# WHAT IS BEING ASKED:
Can you reproduce the material between the lines holding "roi: head covering" and "[0,46,28,87]", inclusive, with the requests left as they are, and scale every bounding-box coordinate in the answers by 2, rounding to whole numbers with halves going up?

# ITEMS:

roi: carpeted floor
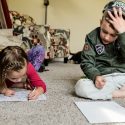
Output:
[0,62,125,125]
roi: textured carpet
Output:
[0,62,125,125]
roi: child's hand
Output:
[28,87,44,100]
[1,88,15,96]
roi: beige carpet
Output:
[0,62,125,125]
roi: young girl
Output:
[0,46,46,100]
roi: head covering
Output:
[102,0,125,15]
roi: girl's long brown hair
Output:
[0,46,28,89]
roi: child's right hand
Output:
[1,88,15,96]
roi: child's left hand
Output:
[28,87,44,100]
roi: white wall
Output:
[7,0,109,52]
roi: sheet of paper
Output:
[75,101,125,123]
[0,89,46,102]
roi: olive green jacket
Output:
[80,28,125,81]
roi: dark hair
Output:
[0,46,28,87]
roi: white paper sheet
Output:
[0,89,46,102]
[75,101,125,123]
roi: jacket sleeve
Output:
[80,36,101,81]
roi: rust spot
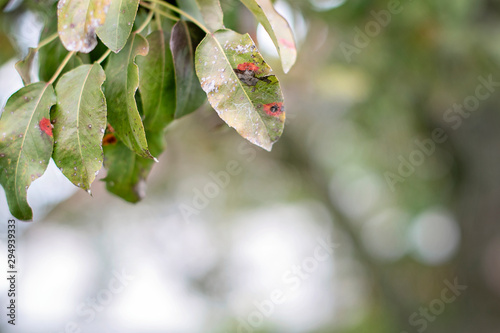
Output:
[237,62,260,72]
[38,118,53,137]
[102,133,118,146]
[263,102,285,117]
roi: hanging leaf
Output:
--
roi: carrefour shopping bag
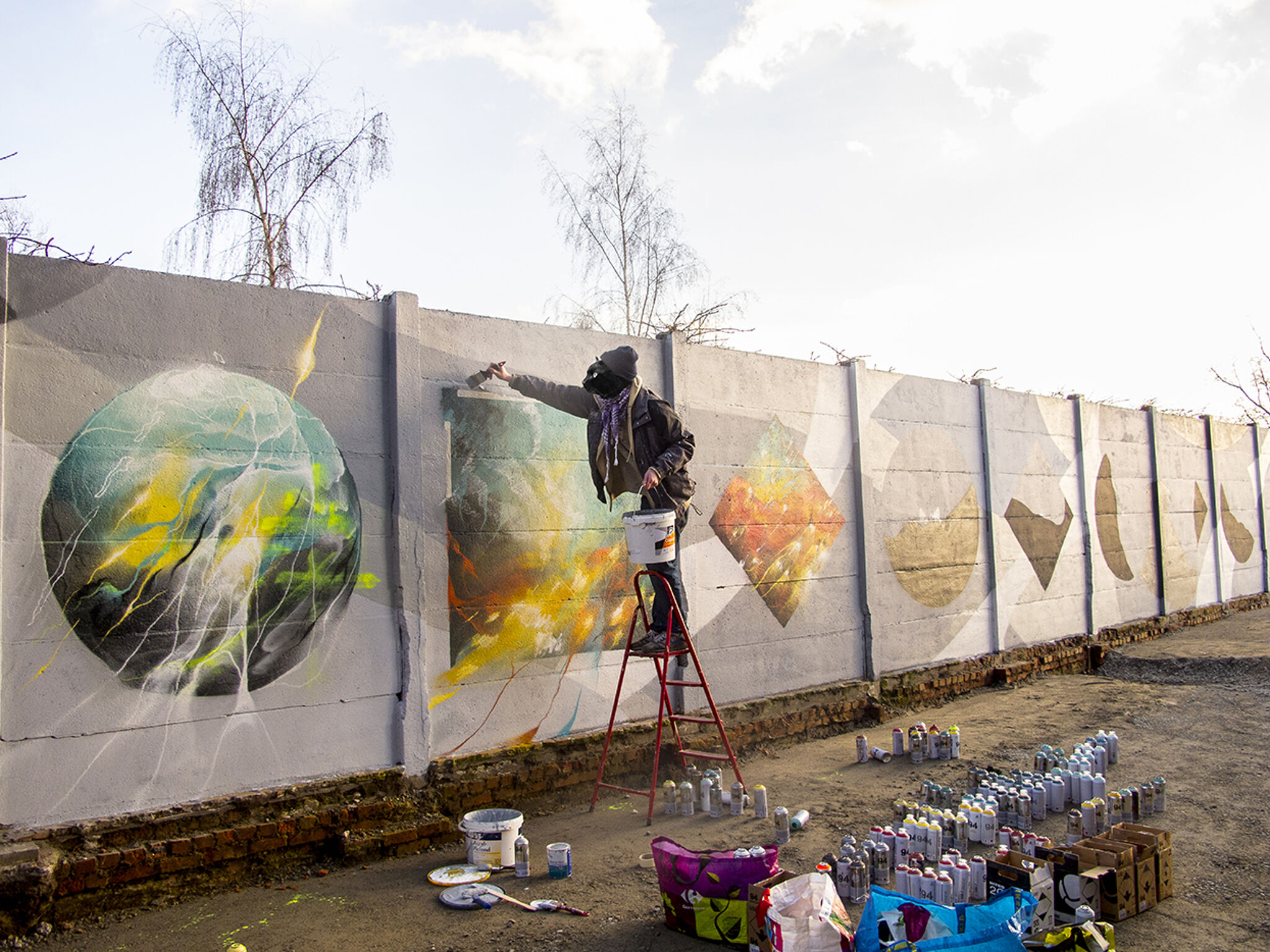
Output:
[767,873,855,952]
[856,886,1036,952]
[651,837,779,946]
---
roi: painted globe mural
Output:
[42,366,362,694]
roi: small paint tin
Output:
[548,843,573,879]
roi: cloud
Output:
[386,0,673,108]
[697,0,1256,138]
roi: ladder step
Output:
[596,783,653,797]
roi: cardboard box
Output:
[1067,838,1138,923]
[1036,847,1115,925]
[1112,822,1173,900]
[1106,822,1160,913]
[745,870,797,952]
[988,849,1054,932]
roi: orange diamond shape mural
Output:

# THE SOLUTION:
roi: head covering
Output:
[204,0,250,30]
roi: girl's long brown hair
Output:
[0,92,56,178]
roi: child's right hand
Output:
[2,176,30,192]
roi: child's left hand
Output:
[56,174,88,200]
roi: white wall
Output:
[14,0,218,104]
roi: sheet of paper
Output:
[150,202,250,246]
[0,178,92,204]
roi: olive green jacket
Output:
[160,56,250,162]
roi: dark hair
Output:
[0,92,56,174]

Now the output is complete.